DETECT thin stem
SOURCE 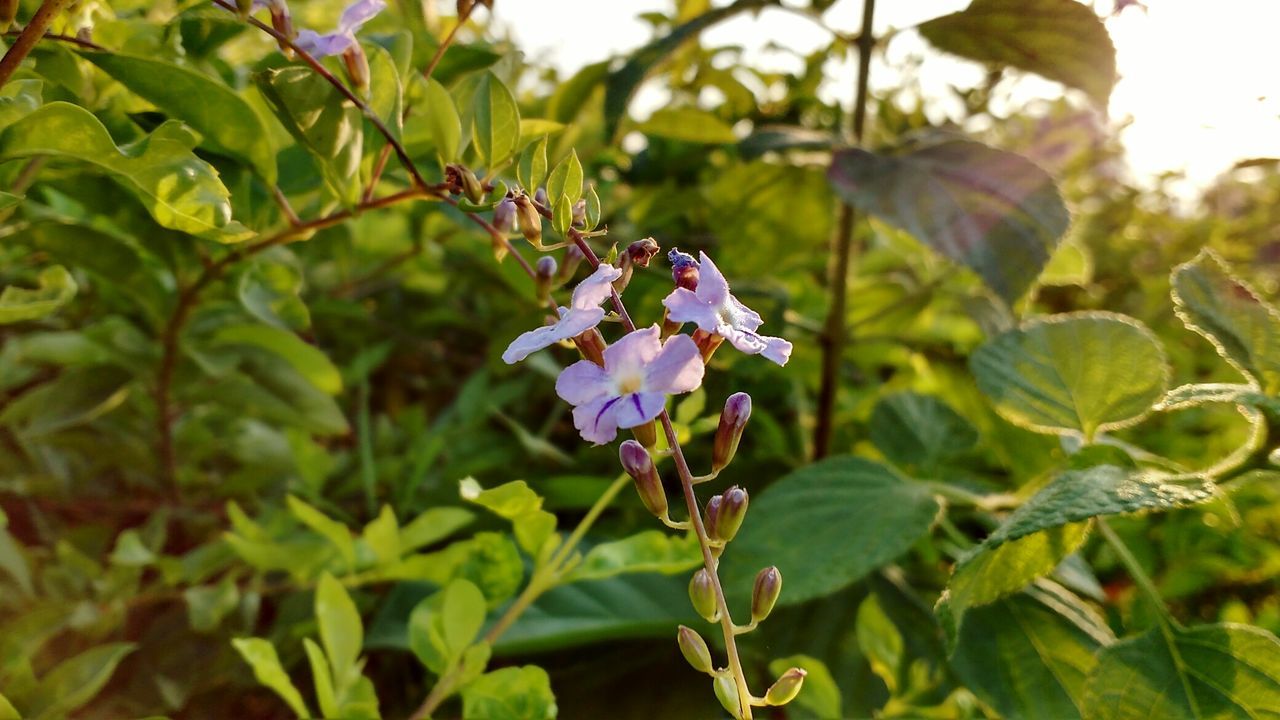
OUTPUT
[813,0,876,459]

★ ★ ★ ★

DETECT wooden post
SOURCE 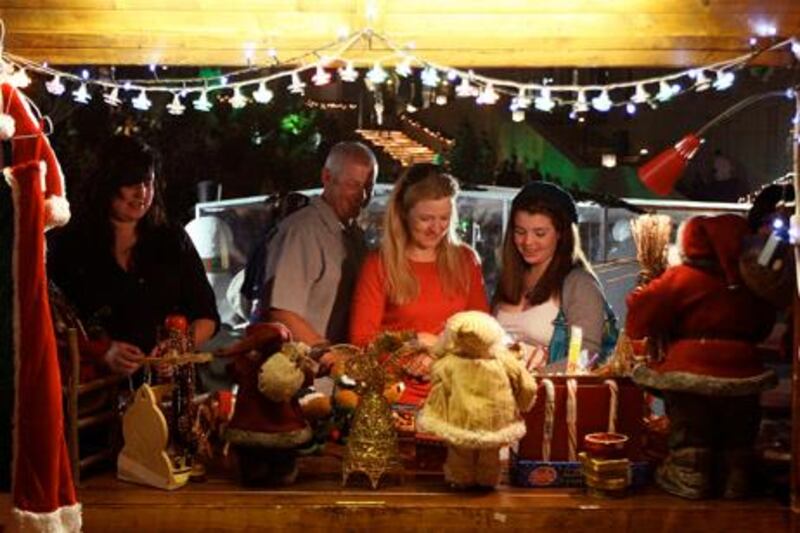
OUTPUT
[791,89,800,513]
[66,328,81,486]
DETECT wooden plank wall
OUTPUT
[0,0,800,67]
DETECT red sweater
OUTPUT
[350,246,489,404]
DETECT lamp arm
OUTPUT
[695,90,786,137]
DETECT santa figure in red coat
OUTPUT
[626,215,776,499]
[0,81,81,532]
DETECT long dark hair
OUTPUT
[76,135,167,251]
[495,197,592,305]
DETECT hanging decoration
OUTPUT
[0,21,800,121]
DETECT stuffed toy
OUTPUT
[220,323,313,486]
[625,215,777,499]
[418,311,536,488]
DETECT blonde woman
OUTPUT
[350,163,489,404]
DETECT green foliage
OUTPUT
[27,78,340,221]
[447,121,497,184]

★ ★ ★ ★

What you will do:
Starting at the line containing "DETECT wooden plank wall" and ending at the line containing "[447,121,497,184]", turn those rows into a numbered list with one line per item. Leave out any blank lines.

Correct response:
1. DETECT wooden plank wall
2. OUTPUT
3. [0,0,800,67]
4. DETECT red sweater
5. OUTPUT
6. [350,246,489,404]
7. DETECT lamp arm
8. OUTPUT
9. [695,90,786,137]
10. DETECT santa figure in red coat
11. OUTPUT
12. [626,215,776,499]
13. [0,81,81,532]
14. DETECT long dark hair
15. OUTPUT
16. [76,135,167,251]
17. [495,197,592,305]
18. DETECT hanging decoration
19. OUTPUT
20. [0,21,800,121]
21. DETECT stuffed toy
22. OUTPUT
23. [220,323,313,486]
24. [625,215,777,499]
25. [418,311,536,488]
26. DETECT blonde woman
27. OUTPUT
28. [350,163,489,404]
29. DETECT green foliage
30. OUTPUT
31. [27,78,340,221]
32. [447,121,497,184]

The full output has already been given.